Change every occurrence of "white house" to "pale building" in all of the rows below, keeping everything else the same. Omit the pictures from your response.

Collected data entries:
**********

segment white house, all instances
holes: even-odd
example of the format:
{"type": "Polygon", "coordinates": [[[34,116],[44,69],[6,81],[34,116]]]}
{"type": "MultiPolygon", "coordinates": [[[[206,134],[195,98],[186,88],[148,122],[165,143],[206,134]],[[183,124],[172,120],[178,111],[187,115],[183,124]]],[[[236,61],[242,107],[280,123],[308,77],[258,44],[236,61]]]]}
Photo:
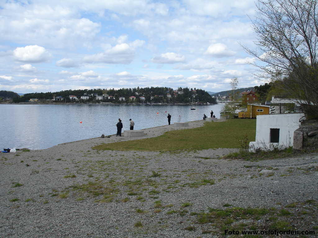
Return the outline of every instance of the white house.
{"type": "Polygon", "coordinates": [[[83,100],[87,100],[89,98],[87,95],[83,95],[80,96],[80,99],[83,100]]]}
{"type": "Polygon", "coordinates": [[[303,113],[258,115],[255,141],[250,142],[250,150],[281,149],[292,146],[294,131],[300,126],[300,121],[304,116],[303,113]]]}
{"type": "Polygon", "coordinates": [[[134,101],[135,99],[136,99],[136,97],[135,96],[131,96],[129,97],[129,99],[132,101],[134,101]]]}
{"type": "Polygon", "coordinates": [[[74,96],[73,95],[70,95],[68,96],[70,98],[70,99],[71,100],[77,100],[77,97],[76,96],[74,96]]]}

**********

SOLUTION TO THE PROBLEM:
segment pale building, all instances
holes: even-odd
example of the format:
{"type": "Polygon", "coordinates": [[[34,116],[44,69],[6,81],[34,116]]]}
{"type": "MultiPolygon", "coordinates": [[[[206,134],[195,98],[186,88],[148,122],[165,143],[206,134]],[[183,124],[172,120],[178,111],[187,115],[183,124]]],[[[236,61],[242,107],[280,123],[308,77],[258,44],[236,61]]]]}
Photo:
Return the outline of every instance of the pale building.
{"type": "Polygon", "coordinates": [[[83,100],[87,100],[89,98],[87,95],[83,95],[80,96],[80,99],[83,100]]]}
{"type": "Polygon", "coordinates": [[[303,113],[258,115],[255,141],[250,142],[250,150],[281,149],[292,146],[294,131],[300,126],[300,121],[304,116],[303,113]]]}
{"type": "Polygon", "coordinates": [[[134,101],[135,99],[136,99],[136,97],[135,96],[131,96],[129,97],[129,99],[132,101],[134,101]]]}
{"type": "Polygon", "coordinates": [[[74,96],[73,95],[70,95],[68,96],[70,98],[70,99],[71,100],[77,100],[77,97],[76,96],[74,96]]]}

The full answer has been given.